### SET PROBLEM
Rewrite the entries from the line containing "Q: For every instance of the tree" down to the line containing "[(156, 329)]", replacing "concrete pavement" with "paved sidewalk" and leaving everything else unchanged.

### ENTRIES
• • •
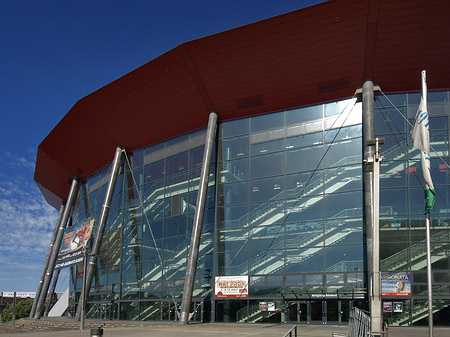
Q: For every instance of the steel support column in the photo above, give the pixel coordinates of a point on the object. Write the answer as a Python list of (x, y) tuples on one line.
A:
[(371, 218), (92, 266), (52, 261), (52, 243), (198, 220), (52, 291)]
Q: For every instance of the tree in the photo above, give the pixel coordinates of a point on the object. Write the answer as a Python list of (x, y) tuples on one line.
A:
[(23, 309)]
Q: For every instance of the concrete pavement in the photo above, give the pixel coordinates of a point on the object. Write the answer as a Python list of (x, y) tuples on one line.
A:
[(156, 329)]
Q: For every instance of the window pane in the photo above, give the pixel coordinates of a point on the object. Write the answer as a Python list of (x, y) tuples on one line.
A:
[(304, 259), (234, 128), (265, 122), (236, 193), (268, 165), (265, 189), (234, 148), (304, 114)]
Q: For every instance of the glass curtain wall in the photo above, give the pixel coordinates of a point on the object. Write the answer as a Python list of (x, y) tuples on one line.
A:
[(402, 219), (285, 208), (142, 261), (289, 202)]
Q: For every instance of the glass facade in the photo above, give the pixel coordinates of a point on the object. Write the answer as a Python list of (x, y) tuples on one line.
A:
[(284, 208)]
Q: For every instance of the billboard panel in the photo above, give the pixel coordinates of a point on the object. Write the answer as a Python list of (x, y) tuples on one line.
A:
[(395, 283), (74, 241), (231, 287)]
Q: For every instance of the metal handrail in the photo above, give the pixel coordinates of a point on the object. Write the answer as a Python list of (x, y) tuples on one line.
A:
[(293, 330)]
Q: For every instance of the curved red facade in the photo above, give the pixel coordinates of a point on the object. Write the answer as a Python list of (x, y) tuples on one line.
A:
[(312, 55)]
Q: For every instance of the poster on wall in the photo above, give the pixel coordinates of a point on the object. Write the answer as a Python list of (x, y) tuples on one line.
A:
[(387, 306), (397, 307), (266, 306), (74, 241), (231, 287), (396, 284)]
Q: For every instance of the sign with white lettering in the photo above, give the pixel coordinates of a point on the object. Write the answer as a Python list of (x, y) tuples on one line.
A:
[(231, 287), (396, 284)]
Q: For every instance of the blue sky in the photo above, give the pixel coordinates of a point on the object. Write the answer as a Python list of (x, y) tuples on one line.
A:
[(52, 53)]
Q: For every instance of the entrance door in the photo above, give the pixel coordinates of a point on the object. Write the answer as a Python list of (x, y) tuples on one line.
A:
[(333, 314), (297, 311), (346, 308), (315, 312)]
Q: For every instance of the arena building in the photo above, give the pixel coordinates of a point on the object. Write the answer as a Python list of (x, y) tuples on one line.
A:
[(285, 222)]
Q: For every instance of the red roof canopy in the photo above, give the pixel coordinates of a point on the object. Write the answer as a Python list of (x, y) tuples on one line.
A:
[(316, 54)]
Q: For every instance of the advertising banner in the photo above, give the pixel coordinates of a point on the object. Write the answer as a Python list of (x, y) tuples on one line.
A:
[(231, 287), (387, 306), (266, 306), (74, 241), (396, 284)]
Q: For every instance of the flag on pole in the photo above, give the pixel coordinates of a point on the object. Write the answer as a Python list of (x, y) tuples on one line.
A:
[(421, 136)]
• • •
### RESPONSE BELOW
Q: For every instance of the tree in the photo above, give the pixel coordinates of a point on the object. Write the answer as a Python list of (x, y) tuples on one line.
A:
[(23, 309)]
Q: For every instance of the paved sidewalk in the photo above, give the pixel coordinates of a point on the object. Write the answer as a Python list of (x, y) tuples on one line.
A:
[(156, 329)]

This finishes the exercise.